*** Provided records ***
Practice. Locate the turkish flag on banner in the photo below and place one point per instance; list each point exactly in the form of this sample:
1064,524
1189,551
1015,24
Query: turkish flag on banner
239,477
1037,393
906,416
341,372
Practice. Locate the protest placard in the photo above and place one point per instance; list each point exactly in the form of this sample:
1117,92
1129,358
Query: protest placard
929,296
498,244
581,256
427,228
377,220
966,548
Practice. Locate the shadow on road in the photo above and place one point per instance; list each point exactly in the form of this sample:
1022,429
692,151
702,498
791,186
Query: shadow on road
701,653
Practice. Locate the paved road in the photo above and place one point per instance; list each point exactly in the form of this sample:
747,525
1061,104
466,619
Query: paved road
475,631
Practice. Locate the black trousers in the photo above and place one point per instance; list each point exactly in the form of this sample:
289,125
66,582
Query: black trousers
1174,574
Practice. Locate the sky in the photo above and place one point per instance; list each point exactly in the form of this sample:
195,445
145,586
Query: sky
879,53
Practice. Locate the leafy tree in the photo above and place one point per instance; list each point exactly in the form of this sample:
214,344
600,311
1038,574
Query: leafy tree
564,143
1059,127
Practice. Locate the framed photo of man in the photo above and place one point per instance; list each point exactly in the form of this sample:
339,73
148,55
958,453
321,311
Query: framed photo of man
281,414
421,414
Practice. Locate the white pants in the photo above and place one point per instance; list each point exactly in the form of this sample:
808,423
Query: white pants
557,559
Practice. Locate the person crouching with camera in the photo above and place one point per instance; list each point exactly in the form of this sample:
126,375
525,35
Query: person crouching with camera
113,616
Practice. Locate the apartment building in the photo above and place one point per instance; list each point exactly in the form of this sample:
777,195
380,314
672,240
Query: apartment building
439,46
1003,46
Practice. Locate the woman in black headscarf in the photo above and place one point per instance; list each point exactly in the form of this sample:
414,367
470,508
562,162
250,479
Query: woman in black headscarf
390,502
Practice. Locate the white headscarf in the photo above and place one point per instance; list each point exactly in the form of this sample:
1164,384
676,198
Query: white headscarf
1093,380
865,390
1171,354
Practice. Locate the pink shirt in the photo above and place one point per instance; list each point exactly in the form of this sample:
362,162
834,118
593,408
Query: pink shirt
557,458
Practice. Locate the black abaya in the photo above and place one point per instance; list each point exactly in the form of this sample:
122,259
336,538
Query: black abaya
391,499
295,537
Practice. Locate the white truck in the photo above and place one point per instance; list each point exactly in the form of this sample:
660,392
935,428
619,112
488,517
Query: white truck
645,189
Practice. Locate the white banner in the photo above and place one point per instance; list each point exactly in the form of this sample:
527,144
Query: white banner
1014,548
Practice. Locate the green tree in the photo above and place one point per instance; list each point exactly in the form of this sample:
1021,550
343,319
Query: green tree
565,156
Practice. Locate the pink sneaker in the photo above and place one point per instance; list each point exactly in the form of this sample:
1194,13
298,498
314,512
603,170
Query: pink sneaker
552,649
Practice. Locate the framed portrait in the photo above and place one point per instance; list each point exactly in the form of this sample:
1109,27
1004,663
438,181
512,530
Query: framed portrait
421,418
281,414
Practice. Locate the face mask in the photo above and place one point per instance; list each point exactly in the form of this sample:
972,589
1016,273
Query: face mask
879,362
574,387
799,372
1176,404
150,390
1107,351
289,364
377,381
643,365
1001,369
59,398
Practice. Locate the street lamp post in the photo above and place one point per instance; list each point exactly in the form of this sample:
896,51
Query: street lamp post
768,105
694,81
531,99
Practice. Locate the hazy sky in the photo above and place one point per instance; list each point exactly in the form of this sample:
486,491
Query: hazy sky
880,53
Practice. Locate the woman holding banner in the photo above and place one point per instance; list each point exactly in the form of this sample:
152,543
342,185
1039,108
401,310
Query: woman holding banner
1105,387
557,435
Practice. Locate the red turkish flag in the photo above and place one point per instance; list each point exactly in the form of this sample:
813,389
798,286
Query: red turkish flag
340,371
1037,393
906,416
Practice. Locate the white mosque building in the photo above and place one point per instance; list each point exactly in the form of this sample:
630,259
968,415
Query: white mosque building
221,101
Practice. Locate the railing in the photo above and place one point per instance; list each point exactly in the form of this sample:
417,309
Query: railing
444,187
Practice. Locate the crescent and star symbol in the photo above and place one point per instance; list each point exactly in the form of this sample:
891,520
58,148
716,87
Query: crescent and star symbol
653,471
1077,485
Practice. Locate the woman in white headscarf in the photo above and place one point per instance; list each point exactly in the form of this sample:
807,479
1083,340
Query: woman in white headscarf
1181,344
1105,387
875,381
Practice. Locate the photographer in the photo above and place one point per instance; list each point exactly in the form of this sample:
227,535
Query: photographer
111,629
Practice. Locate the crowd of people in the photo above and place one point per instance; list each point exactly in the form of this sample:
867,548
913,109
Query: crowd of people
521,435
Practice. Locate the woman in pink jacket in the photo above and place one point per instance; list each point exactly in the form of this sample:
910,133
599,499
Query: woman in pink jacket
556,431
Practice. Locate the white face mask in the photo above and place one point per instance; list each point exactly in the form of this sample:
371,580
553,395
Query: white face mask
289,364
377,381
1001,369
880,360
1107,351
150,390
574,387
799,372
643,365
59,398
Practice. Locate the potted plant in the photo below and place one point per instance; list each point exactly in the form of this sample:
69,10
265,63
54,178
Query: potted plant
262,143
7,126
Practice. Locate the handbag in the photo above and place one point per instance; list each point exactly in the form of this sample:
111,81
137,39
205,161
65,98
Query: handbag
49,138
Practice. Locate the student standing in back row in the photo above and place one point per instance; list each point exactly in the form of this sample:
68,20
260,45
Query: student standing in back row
*** End of Provided records ***
### What the task requires:
What is needed is every line from the data above that includes the string "back", copied out.

### Problem solution:
Practice. Locate the student standing in back row in the photo above and place one point per instance; list each point exactly in the form of this sample:
Query: student standing in back row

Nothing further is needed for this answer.